**EXERCISE MATERIALS:**
::::::::::

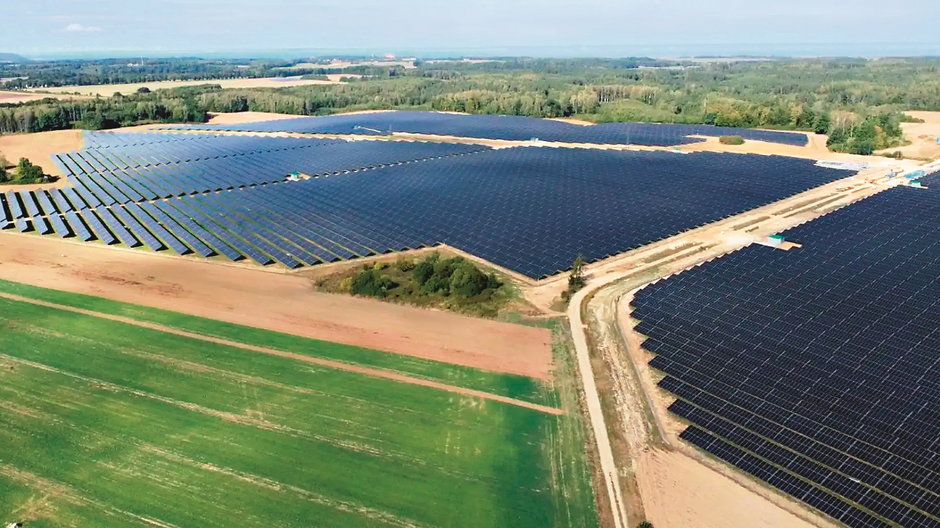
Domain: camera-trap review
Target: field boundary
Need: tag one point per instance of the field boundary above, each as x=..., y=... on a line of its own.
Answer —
x=338, y=365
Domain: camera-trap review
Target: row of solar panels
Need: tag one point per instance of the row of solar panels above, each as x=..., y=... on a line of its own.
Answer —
x=193, y=147
x=816, y=369
x=188, y=228
x=532, y=210
x=505, y=127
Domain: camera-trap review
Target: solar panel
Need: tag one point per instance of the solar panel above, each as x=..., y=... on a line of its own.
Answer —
x=818, y=363
x=101, y=232
x=78, y=227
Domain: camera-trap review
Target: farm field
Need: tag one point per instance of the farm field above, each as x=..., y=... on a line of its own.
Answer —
x=107, y=90
x=119, y=415
x=14, y=97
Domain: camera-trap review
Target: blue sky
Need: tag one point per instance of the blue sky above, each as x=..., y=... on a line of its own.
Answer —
x=534, y=27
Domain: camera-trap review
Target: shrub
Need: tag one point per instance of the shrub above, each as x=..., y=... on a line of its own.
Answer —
x=371, y=283
x=405, y=265
x=26, y=172
x=467, y=281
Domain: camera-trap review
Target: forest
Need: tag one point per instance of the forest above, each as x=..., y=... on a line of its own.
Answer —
x=858, y=102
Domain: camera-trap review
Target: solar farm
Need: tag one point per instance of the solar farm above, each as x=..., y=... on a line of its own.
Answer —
x=816, y=369
x=508, y=128
x=295, y=202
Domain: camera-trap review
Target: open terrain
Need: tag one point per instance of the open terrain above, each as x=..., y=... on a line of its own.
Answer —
x=14, y=97
x=107, y=90
x=658, y=479
x=275, y=301
x=39, y=149
x=921, y=137
x=116, y=414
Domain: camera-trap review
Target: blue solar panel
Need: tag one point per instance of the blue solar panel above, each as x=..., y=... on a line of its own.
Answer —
x=821, y=362
x=78, y=227
x=117, y=227
x=100, y=231
x=507, y=127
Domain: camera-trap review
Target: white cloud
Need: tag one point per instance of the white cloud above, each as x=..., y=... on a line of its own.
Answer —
x=81, y=28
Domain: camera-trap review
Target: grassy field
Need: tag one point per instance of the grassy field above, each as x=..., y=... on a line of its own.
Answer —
x=105, y=423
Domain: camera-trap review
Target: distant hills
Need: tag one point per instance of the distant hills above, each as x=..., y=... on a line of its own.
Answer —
x=12, y=57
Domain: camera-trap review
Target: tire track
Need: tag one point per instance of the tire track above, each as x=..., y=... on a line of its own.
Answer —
x=338, y=365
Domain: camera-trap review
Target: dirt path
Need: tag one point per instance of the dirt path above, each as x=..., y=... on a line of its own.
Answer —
x=338, y=365
x=274, y=301
x=608, y=466
x=637, y=423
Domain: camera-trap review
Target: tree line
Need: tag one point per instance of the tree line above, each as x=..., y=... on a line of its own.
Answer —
x=857, y=102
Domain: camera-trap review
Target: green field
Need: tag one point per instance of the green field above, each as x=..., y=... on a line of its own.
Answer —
x=105, y=423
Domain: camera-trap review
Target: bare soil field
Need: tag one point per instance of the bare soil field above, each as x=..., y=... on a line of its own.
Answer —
x=678, y=492
x=39, y=148
x=12, y=97
x=815, y=149
x=922, y=137
x=107, y=90
x=235, y=118
x=275, y=301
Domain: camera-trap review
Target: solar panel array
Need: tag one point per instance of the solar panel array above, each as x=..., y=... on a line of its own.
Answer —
x=532, y=210
x=817, y=369
x=507, y=127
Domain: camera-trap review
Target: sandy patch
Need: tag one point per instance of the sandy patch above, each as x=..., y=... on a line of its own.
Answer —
x=922, y=137
x=235, y=118
x=107, y=90
x=679, y=492
x=571, y=121
x=39, y=148
x=276, y=301
x=14, y=97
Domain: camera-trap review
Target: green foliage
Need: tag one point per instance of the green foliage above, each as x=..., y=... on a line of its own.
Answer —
x=290, y=422
x=831, y=96
x=405, y=265
x=26, y=172
x=371, y=283
x=23, y=174
x=453, y=283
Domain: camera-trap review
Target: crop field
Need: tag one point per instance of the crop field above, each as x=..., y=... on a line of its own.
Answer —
x=107, y=90
x=304, y=201
x=120, y=415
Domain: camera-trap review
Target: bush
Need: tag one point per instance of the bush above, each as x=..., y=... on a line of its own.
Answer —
x=371, y=283
x=26, y=172
x=405, y=265
x=467, y=280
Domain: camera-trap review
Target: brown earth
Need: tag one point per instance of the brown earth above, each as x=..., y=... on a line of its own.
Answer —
x=107, y=90
x=339, y=365
x=39, y=149
x=15, y=97
x=234, y=118
x=275, y=301
x=921, y=136
x=680, y=492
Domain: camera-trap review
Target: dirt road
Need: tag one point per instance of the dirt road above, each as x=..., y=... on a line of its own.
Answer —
x=640, y=423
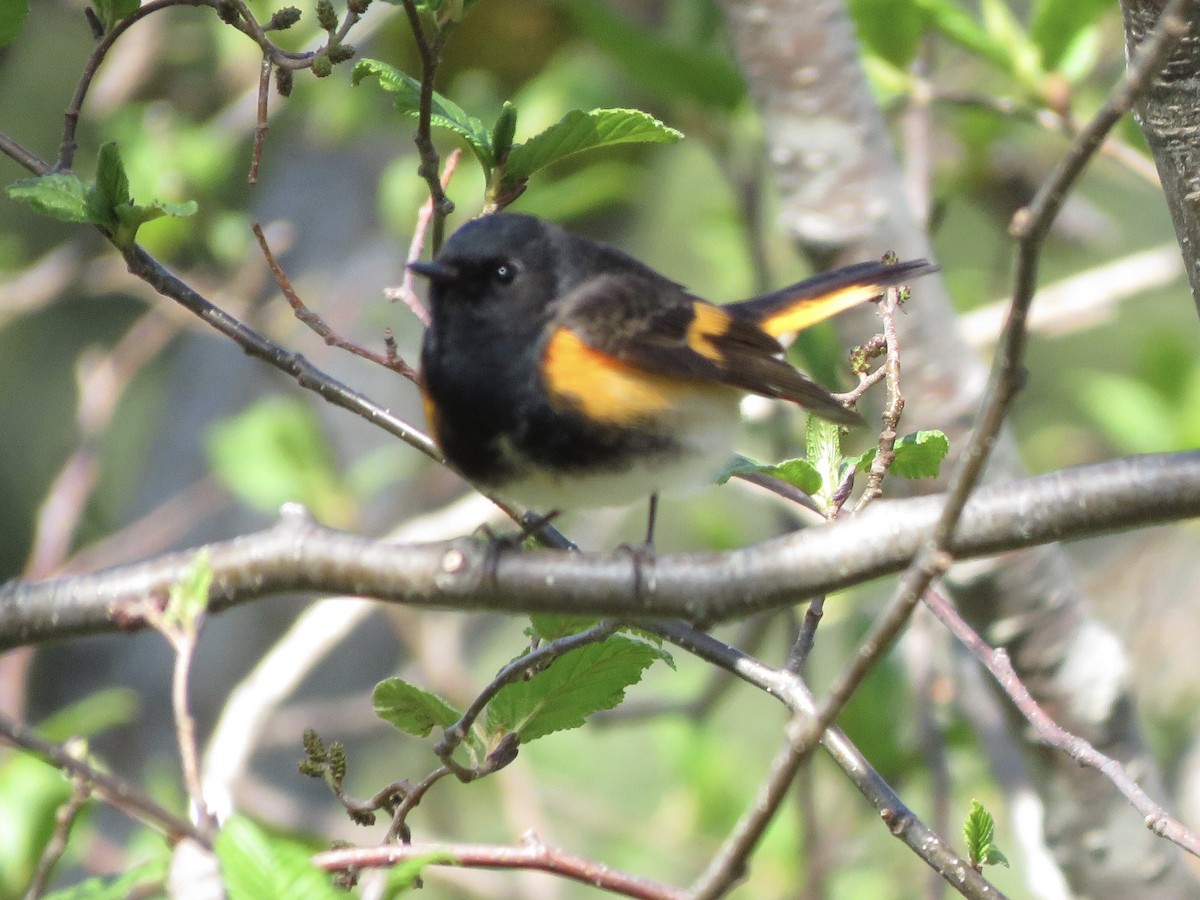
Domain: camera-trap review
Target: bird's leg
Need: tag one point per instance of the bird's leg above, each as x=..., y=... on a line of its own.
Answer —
x=531, y=526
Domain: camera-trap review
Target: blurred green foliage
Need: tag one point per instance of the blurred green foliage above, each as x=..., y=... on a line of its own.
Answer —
x=181, y=112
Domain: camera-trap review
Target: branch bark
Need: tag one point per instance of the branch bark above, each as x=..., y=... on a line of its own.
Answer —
x=298, y=555
x=802, y=67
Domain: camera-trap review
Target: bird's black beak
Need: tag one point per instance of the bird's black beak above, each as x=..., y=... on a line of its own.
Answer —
x=435, y=271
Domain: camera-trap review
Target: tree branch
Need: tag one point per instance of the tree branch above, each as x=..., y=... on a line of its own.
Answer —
x=297, y=555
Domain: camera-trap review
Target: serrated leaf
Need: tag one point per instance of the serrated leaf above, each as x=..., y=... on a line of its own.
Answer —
x=256, y=864
x=550, y=627
x=115, y=888
x=797, y=472
x=12, y=19
x=30, y=792
x=61, y=197
x=109, y=12
x=503, y=132
x=994, y=857
x=412, y=709
x=979, y=832
x=952, y=19
x=978, y=829
x=1056, y=24
x=917, y=455
x=444, y=112
x=276, y=451
x=822, y=447
x=132, y=216
x=1024, y=55
x=112, y=189
x=580, y=131
x=573, y=688
x=1135, y=418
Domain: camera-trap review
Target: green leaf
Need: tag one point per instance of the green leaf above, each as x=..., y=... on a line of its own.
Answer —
x=444, y=112
x=30, y=792
x=979, y=832
x=503, y=132
x=190, y=595
x=99, y=712
x=580, y=131
x=61, y=197
x=12, y=19
x=1024, y=55
x=112, y=183
x=105, y=203
x=573, y=688
x=275, y=451
x=1135, y=418
x=109, y=12
x=917, y=455
x=889, y=29
x=412, y=709
x=952, y=19
x=256, y=864
x=1057, y=24
x=135, y=882
x=798, y=472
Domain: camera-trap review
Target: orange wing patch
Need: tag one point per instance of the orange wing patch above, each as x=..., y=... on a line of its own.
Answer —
x=810, y=310
x=709, y=322
x=431, y=413
x=605, y=388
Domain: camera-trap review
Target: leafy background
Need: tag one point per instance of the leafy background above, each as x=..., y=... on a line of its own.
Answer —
x=340, y=187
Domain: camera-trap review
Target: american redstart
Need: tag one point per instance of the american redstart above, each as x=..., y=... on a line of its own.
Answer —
x=559, y=372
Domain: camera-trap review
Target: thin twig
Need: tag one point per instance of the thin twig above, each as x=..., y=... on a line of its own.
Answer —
x=318, y=324
x=531, y=856
x=805, y=637
x=298, y=555
x=407, y=289
x=261, y=119
x=399, y=828
x=1049, y=732
x=885, y=453
x=181, y=637
x=64, y=821
x=113, y=790
x=791, y=690
x=430, y=51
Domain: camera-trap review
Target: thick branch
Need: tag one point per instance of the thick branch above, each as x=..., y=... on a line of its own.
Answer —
x=699, y=587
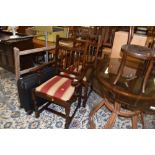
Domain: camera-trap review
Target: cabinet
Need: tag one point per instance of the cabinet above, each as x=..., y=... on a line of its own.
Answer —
x=6, y=50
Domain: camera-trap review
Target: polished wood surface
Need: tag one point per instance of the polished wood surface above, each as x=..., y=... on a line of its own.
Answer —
x=6, y=50
x=123, y=99
x=138, y=52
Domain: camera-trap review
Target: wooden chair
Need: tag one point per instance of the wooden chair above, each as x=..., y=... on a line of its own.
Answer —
x=122, y=92
x=124, y=99
x=65, y=88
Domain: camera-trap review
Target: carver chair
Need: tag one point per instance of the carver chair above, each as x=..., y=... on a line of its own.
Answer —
x=123, y=99
x=66, y=87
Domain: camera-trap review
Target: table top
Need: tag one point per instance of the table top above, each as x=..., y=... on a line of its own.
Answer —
x=138, y=51
x=5, y=37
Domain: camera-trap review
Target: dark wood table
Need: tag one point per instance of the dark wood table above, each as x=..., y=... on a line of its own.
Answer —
x=138, y=52
x=7, y=44
x=124, y=99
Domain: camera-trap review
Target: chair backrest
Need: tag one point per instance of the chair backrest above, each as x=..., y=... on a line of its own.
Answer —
x=122, y=38
x=70, y=59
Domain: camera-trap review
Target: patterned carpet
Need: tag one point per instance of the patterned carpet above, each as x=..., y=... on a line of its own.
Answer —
x=11, y=116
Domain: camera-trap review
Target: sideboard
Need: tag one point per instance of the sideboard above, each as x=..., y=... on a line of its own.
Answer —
x=7, y=44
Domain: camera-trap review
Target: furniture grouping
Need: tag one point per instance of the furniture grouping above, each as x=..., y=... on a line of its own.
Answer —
x=83, y=64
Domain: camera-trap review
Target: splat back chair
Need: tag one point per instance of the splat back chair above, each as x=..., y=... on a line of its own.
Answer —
x=65, y=88
x=89, y=60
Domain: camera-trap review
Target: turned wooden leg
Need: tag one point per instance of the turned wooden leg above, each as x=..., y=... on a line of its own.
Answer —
x=67, y=111
x=113, y=117
x=85, y=96
x=142, y=120
x=37, y=114
x=79, y=97
x=134, y=121
x=147, y=75
x=92, y=113
x=121, y=67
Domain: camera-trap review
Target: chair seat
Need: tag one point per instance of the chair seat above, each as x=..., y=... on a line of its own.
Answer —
x=57, y=87
x=73, y=69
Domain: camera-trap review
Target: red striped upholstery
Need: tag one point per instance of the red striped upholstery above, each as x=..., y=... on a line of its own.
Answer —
x=57, y=87
x=73, y=69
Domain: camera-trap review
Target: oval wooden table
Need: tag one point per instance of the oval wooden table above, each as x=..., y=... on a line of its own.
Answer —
x=138, y=52
x=124, y=99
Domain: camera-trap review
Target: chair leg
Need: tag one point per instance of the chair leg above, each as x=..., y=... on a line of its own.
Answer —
x=85, y=96
x=68, y=119
x=92, y=113
x=134, y=121
x=37, y=114
x=113, y=116
x=142, y=120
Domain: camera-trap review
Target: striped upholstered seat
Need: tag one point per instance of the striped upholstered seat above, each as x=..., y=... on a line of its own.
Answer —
x=57, y=87
x=73, y=69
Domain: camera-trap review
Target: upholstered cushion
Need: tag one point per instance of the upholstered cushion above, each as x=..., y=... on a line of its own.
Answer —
x=73, y=69
x=57, y=87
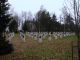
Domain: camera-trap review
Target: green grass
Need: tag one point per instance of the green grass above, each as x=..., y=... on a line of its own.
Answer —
x=60, y=49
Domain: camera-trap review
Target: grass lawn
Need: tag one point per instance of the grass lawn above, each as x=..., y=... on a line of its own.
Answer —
x=60, y=49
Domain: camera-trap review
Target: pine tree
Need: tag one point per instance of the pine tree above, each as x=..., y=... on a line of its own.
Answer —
x=5, y=46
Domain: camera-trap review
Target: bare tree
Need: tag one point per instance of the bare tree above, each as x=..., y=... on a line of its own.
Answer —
x=75, y=10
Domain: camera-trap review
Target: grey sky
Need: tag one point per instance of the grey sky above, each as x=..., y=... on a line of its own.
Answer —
x=34, y=5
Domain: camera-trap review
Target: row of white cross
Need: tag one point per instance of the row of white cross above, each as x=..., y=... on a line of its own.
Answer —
x=40, y=36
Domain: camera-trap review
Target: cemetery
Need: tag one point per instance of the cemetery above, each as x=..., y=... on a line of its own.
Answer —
x=42, y=46
x=43, y=35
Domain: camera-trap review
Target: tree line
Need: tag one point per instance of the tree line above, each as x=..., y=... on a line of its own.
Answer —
x=44, y=22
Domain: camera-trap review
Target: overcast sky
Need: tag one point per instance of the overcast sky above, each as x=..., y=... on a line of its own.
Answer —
x=34, y=5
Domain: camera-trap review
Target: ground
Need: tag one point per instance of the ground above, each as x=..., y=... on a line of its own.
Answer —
x=60, y=49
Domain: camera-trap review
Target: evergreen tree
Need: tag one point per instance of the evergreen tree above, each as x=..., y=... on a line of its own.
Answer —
x=5, y=46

::::::::::

**TASK GOAL:**
Locate every line in the records that contains the word "striped" and copy each of those lines out in full. Case counts.

**EXPECTED OUTPUT:**
Target: red striped upholstery
Need: tag one point per instance of the red striped upholstery above, each as x=..., y=... on a line of its own.
Target: striped upholstered seat
Need: tag one point per instance of the striped upholstered seat above, each as x=..., y=... on a line of its own.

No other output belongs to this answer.